=== INFORMATION SHOWN ===

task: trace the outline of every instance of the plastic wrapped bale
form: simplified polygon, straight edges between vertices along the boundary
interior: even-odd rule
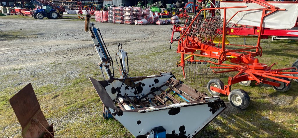
[[[132,7],[132,10],[134,11],[140,11],[142,12],[142,9],[141,7]]]
[[[167,24],[167,20],[159,20],[156,23],[159,25],[163,25]]]
[[[153,18],[153,21],[154,23],[156,23],[159,20],[159,16],[158,15],[158,12],[155,12],[154,17]]]
[[[134,20],[142,20],[144,18],[143,18],[143,17],[142,16],[135,16],[134,15],[133,17]]]
[[[148,22],[146,19],[143,19],[142,20],[136,20],[135,21],[135,24],[137,25],[143,25],[148,24]]]
[[[134,11],[132,12],[132,13],[134,15],[136,15],[138,16],[141,16],[143,15],[142,12],[140,11]]]
[[[110,11],[115,11],[115,7],[112,6],[110,6],[108,7],[108,10]]]
[[[133,15],[132,12],[131,11],[125,11],[124,12],[124,15]]]
[[[149,10],[143,10],[143,11],[142,11],[142,14],[143,14],[143,15],[149,15]]]
[[[180,22],[180,21],[179,21],[179,19],[177,19],[177,20],[172,20],[170,22],[171,24],[179,24],[179,22]]]
[[[149,11],[149,15],[147,16],[147,21],[148,23],[149,24],[153,24],[154,23],[154,21],[153,20],[154,16],[153,16],[153,13],[152,11],[151,10]]]
[[[94,18],[96,22],[103,22],[103,11],[97,10],[94,12]]]
[[[107,11],[103,11],[103,22],[107,22],[108,21],[108,12]]]
[[[124,20],[124,24],[132,24],[134,23],[132,20]]]
[[[172,18],[171,18],[171,19],[173,20],[177,20],[177,19],[179,19],[179,17],[178,17],[178,16],[176,15],[173,17],[172,17]]]
[[[124,19],[123,15],[115,15],[115,18],[116,20],[123,20]]]
[[[170,23],[171,24],[179,24],[180,22],[179,17],[177,15],[174,16],[171,18]]]
[[[132,11],[132,7],[124,7],[124,10],[125,11]]]
[[[132,20],[134,18],[132,16],[129,15],[124,15],[123,16],[124,20]]]
[[[109,19],[108,20],[108,22],[112,24],[116,24],[116,20],[114,19]]]
[[[124,23],[124,21],[123,20],[116,19],[116,24],[123,24]]]
[[[115,7],[115,10],[118,11],[123,11],[124,10],[124,8],[123,7],[119,6]]]
[[[115,11],[115,15],[124,15],[124,13],[123,13],[123,11],[116,10]]]

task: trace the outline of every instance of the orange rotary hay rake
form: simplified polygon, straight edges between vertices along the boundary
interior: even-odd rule
[[[256,85],[267,84],[272,86],[277,91],[285,92],[290,88],[291,81],[289,78],[298,79],[298,77],[292,76],[298,74],[297,72],[283,72],[291,69],[297,70],[295,67],[273,69],[272,67],[277,63],[268,66],[259,63],[258,59],[255,58],[261,56],[263,54],[260,44],[262,37],[261,32],[264,26],[264,18],[276,13],[277,11],[285,12],[285,9],[280,9],[259,0],[244,1],[244,2],[257,4],[263,7],[241,10],[247,6],[240,6],[203,9],[192,18],[188,19],[184,26],[184,30],[182,32],[177,50],[177,52],[181,54],[181,61],[178,62],[178,66],[182,67],[184,79],[198,81],[202,78],[204,79],[205,77],[203,76],[208,74],[208,70],[212,70],[214,74],[238,72],[235,76],[229,77],[227,84],[225,85],[221,80],[213,79],[208,82],[207,88],[209,92],[213,95],[221,94],[228,95],[231,105],[235,108],[241,109],[248,106],[249,97],[246,92],[242,90],[236,89],[231,91],[232,84],[239,83],[248,86],[252,81],[254,81],[256,82]],[[236,12],[230,18],[227,18],[227,10],[236,8],[240,10]],[[223,18],[204,18],[199,15],[202,11],[216,9],[223,10],[222,14],[223,13],[223,15],[221,16]],[[262,13],[256,46],[226,43],[227,27],[233,24],[230,23],[231,20],[238,13],[248,11],[261,11]],[[220,38],[221,40],[218,44],[214,43],[216,38]],[[238,48],[228,49],[226,46]],[[185,58],[186,54],[190,55]],[[201,60],[195,59],[195,58],[198,57]],[[204,58],[209,59],[202,60],[206,58]],[[224,63],[224,62],[226,61],[229,61],[230,63],[225,62]],[[201,67],[204,66],[207,67],[207,69],[201,69]]]

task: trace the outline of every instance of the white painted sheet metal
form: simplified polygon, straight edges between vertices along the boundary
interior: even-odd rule
[[[280,9],[285,9],[285,11],[278,11],[266,17],[263,27],[268,28],[287,29],[294,27],[298,16],[298,3],[268,3]],[[248,9],[264,8],[256,3],[245,2],[221,2],[221,7],[247,6],[247,7],[227,9],[227,19],[229,19],[237,11]],[[232,19],[231,22],[236,24],[259,27],[262,17],[262,10],[254,10],[239,12]],[[221,18],[223,18],[224,10],[221,10]]]

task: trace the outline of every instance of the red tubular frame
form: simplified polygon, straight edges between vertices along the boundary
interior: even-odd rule
[[[261,39],[263,34],[264,30],[267,30],[264,29],[263,27],[264,18],[276,11],[278,10],[285,10],[285,9],[279,9],[278,7],[273,6],[268,3],[262,1],[260,0],[244,0],[244,2],[252,2],[257,4],[264,7],[263,8],[239,10],[236,12],[231,18],[228,20],[227,22],[226,20],[226,9],[230,8],[241,8],[247,7],[246,6],[233,7],[214,8],[209,9],[204,9],[198,12],[197,15],[193,18],[190,24],[187,28],[184,28],[181,32],[182,35],[179,40],[177,52],[181,54],[181,62],[178,65],[179,66],[182,67],[183,76],[184,79],[186,78],[184,72],[184,66],[185,66],[184,54],[190,55],[198,56],[210,58],[218,60],[218,63],[215,63],[209,61],[202,61],[195,60],[194,56],[192,57],[187,61],[193,62],[209,62],[215,65],[220,65],[226,66],[214,67],[210,66],[211,69],[228,69],[226,70],[215,72],[212,71],[215,73],[228,72],[232,72],[238,71],[239,72],[233,77],[229,77],[228,84],[224,87],[224,89],[210,87],[210,89],[222,94],[228,95],[231,90],[231,85],[239,82],[249,80],[255,80],[257,81],[256,85],[262,83],[267,84],[276,86],[279,86],[280,83],[266,80],[266,78],[272,79],[277,81],[285,83],[286,85],[290,83],[289,81],[281,79],[277,77],[283,77],[298,79],[298,77],[282,75],[281,74],[298,74],[298,72],[285,72],[280,71],[286,70],[295,69],[295,68],[288,68],[280,69],[271,70],[271,68],[276,63],[273,64],[270,66],[265,64],[259,63],[257,58],[254,57],[257,56],[262,56],[262,47],[260,46]],[[218,46],[215,46],[213,42],[209,41],[203,43],[201,40],[193,36],[187,35],[187,34],[190,31],[190,29],[193,27],[192,25],[202,11],[204,10],[212,10],[217,9],[222,9],[224,10],[223,21],[224,23],[222,30],[222,38],[221,43],[220,43]],[[238,13],[243,11],[262,10],[262,16],[260,19],[260,26],[258,27],[258,38],[257,45],[256,46],[251,46],[238,45],[227,44],[249,47],[245,48],[236,49],[227,49],[226,48],[225,40],[226,35],[230,34],[231,29],[227,28],[226,25]],[[269,11],[267,12],[267,11]],[[172,33],[172,35],[173,33]],[[209,39],[209,38],[208,38]],[[221,46],[221,47],[220,47]],[[256,49],[255,52],[252,52],[246,50]],[[200,51],[200,54],[195,54],[196,50]],[[240,53],[237,52],[241,52],[246,53]],[[216,53],[216,54],[215,54]],[[229,55],[227,56],[227,55]],[[223,64],[222,62],[229,60],[232,63],[238,65]],[[244,73],[245,75],[241,75]]]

===

= DIRECTION =
Reproduce all of the data above verbatim, leaving out the picture placeholder line.

= SOLUTION BELOW =
task: trace the outline of every instance of the plastic wrapped bale
form: simplified polygon, straight edges between vertices along the boundary
interior: even-odd rule
[[[132,7],[132,10],[134,11],[140,11],[142,12],[142,9],[141,7]]]
[[[167,24],[167,20],[159,20],[156,23],[159,25],[163,25]]]
[[[153,18],[153,21],[154,23],[156,23],[159,20],[159,16],[158,15],[158,12],[155,12],[154,17]]]
[[[134,20],[142,20],[144,18],[143,18],[143,17],[142,16],[135,16],[134,15],[133,17]]]
[[[148,22],[146,19],[143,19],[142,20],[136,20],[135,21],[135,24],[137,25],[143,25],[148,24]]]
[[[134,11],[132,12],[132,13],[134,15],[136,15],[138,16],[141,16],[143,15],[142,12],[140,11]]]
[[[110,11],[115,11],[115,7],[112,6],[110,6],[108,7],[108,10]]]
[[[133,15],[132,12],[131,11],[125,11],[124,12],[124,15]]]
[[[149,10],[143,10],[143,11],[142,11],[142,14],[143,14],[143,15],[149,15]]]
[[[180,22],[180,21],[179,21],[179,19],[177,19],[177,20],[172,20],[170,22],[171,24],[179,24],[179,22]]]
[[[149,11],[149,15],[147,16],[147,21],[148,23],[149,24],[153,24],[154,23],[154,21],[153,20],[154,16],[153,16],[153,13],[152,11],[151,10]]]
[[[94,18],[96,22],[103,22],[103,11],[97,10],[94,12]]]
[[[107,11],[103,11],[103,22],[107,22],[108,21],[108,12]]]
[[[124,20],[124,24],[132,24],[134,23],[132,20]]]
[[[172,18],[171,18],[171,19],[173,20],[177,20],[177,19],[179,19],[179,17],[178,17],[178,16],[176,15],[173,17],[172,17]]]
[[[124,19],[123,15],[115,15],[115,18],[116,20],[123,20]]]
[[[170,23],[171,24],[179,24],[180,22],[179,17],[177,15],[174,16],[171,18]]]
[[[132,11],[132,7],[124,7],[124,10],[125,11]]]
[[[132,20],[134,18],[132,16],[129,15],[124,15],[123,16],[124,20]]]
[[[109,19],[108,20],[108,22],[112,24],[116,24],[116,20],[114,19]]]
[[[124,23],[124,21],[123,20],[116,19],[116,24],[123,24]]]
[[[115,7],[115,10],[118,11],[123,11],[124,10],[124,8],[123,7],[119,6]]]
[[[115,11],[115,15],[124,15],[124,13],[123,13],[123,11],[116,10]]]

task: trace the outline of every instance of the orange rotary hay rake
form: simplified polygon, straight edges between vertices along the boundary
interior: even-odd rule
[[[256,85],[267,84],[272,86],[277,91],[285,92],[290,88],[291,81],[289,78],[298,79],[298,77],[292,76],[298,74],[297,72],[283,72],[291,69],[297,70],[295,67],[273,69],[272,67],[277,63],[268,66],[259,63],[258,59],[255,58],[261,56],[263,54],[260,44],[262,37],[261,32],[264,26],[264,18],[276,13],[277,11],[285,12],[285,9],[280,9],[259,0],[244,1],[244,2],[257,4],[263,7],[241,10],[247,6],[240,6],[203,9],[192,18],[188,19],[184,26],[184,30],[182,32],[177,50],[177,52],[181,54],[181,61],[178,62],[178,66],[182,67],[184,79],[198,81],[202,78],[204,79],[205,77],[203,76],[208,74],[208,70],[212,70],[214,74],[238,72],[235,76],[229,77],[227,84],[225,85],[221,80],[213,79],[208,82],[207,88],[209,92],[213,95],[221,94],[228,95],[231,105],[235,108],[241,109],[248,106],[249,97],[246,92],[242,90],[236,89],[231,91],[232,84],[239,83],[248,86],[252,81],[254,81],[256,82]],[[236,12],[230,18],[227,18],[227,10],[236,8],[240,10]],[[223,18],[204,18],[199,15],[202,11],[216,9],[223,10],[222,14],[223,13],[223,15],[221,16]],[[262,13],[256,46],[226,43],[227,27],[233,24],[230,23],[231,20],[238,13],[248,11],[261,11]],[[220,38],[221,40],[218,44],[214,43],[216,38]],[[238,48],[228,49],[226,46]],[[185,58],[186,54],[190,55]],[[201,60],[195,59],[195,58],[198,57]],[[204,58],[209,59],[202,60],[206,58]],[[224,63],[224,62],[226,61],[229,61],[230,63],[225,62]],[[201,67],[204,66],[207,67],[207,69],[201,69]]]

task: trace the outline of every instance of the white painted sheet metal
form: simplified polygon, straight edges between vertices along the boundary
interior: even-odd rule
[[[280,9],[285,9],[285,11],[278,11],[266,17],[263,27],[268,28],[287,29],[294,27],[298,16],[298,3],[268,3]],[[248,9],[264,8],[256,3],[245,2],[221,2],[221,7],[247,6],[247,7],[227,9],[227,19],[229,19],[237,11]],[[232,19],[231,22],[236,24],[259,27],[262,17],[262,10],[254,10],[239,12]],[[221,18],[223,18],[224,10],[221,10]]]

task: trace the outline of every instance of the red tubular frame
form: simplified polygon, straight edges between vertices along the boundary
interior: even-odd rule
[[[261,39],[263,34],[264,30],[267,30],[264,29],[263,27],[264,18],[276,11],[278,10],[285,10],[285,9],[279,9],[278,7],[273,6],[268,3],[262,1],[260,0],[244,0],[244,2],[252,2],[257,4],[264,7],[263,8],[239,10],[236,12],[231,18],[228,20],[227,22],[226,20],[226,9],[230,8],[241,8],[247,7],[246,6],[233,7],[214,8],[209,9],[204,9],[198,12],[197,15],[193,18],[190,24],[187,28],[184,28],[181,32],[182,35],[179,40],[177,52],[181,54],[181,62],[178,65],[179,66],[182,67],[183,76],[184,79],[186,78],[184,72],[184,66],[185,66],[184,54],[190,55],[198,56],[210,58],[218,60],[218,63],[215,63],[209,61],[202,61],[195,60],[194,56],[192,57],[187,61],[193,62],[209,62],[215,65],[220,65],[226,66],[214,67],[210,66],[211,69],[228,69],[226,70],[215,72],[212,71],[215,73],[228,72],[232,72],[238,71],[239,72],[233,77],[229,77],[228,84],[224,87],[224,89],[210,87],[210,89],[222,94],[228,95],[231,90],[231,85],[239,82],[249,80],[255,80],[257,81],[256,85],[262,83],[267,84],[276,86],[279,86],[280,83],[266,80],[266,78],[272,79],[277,81],[285,83],[286,85],[290,83],[289,81],[281,79],[277,77],[283,77],[298,79],[298,77],[282,75],[281,74],[298,74],[298,72],[285,72],[280,71],[286,70],[295,69],[295,68],[288,68],[280,69],[271,70],[271,68],[276,63],[273,64],[270,66],[265,64],[259,63],[257,58],[254,57],[257,56],[262,56],[262,47],[260,46]],[[218,46],[215,46],[213,42],[209,41],[203,43],[201,40],[193,36],[187,35],[187,34],[190,31],[190,29],[193,27],[192,25],[202,11],[204,10],[212,10],[217,9],[222,9],[224,10],[223,21],[224,23],[222,30],[222,38],[221,43],[220,43]],[[238,13],[243,11],[262,10],[262,16],[260,19],[260,26],[258,27],[258,38],[257,45],[256,46],[251,46],[238,45],[227,44],[249,47],[245,48],[236,49],[227,49],[226,48],[225,40],[226,35],[230,34],[231,29],[227,28],[226,25]],[[269,11],[267,12],[267,11]],[[172,33],[172,35],[173,33]],[[209,39],[209,38],[208,38]],[[221,46],[221,47],[220,47]],[[256,49],[255,52],[252,52],[246,50]],[[200,51],[200,54],[195,54],[196,50]],[[240,53],[237,52],[241,52],[246,53]],[[216,53],[216,54],[215,54]],[[229,55],[227,56],[227,55]],[[223,64],[222,62],[229,60],[232,63],[238,65]],[[244,73],[245,75],[241,75]]]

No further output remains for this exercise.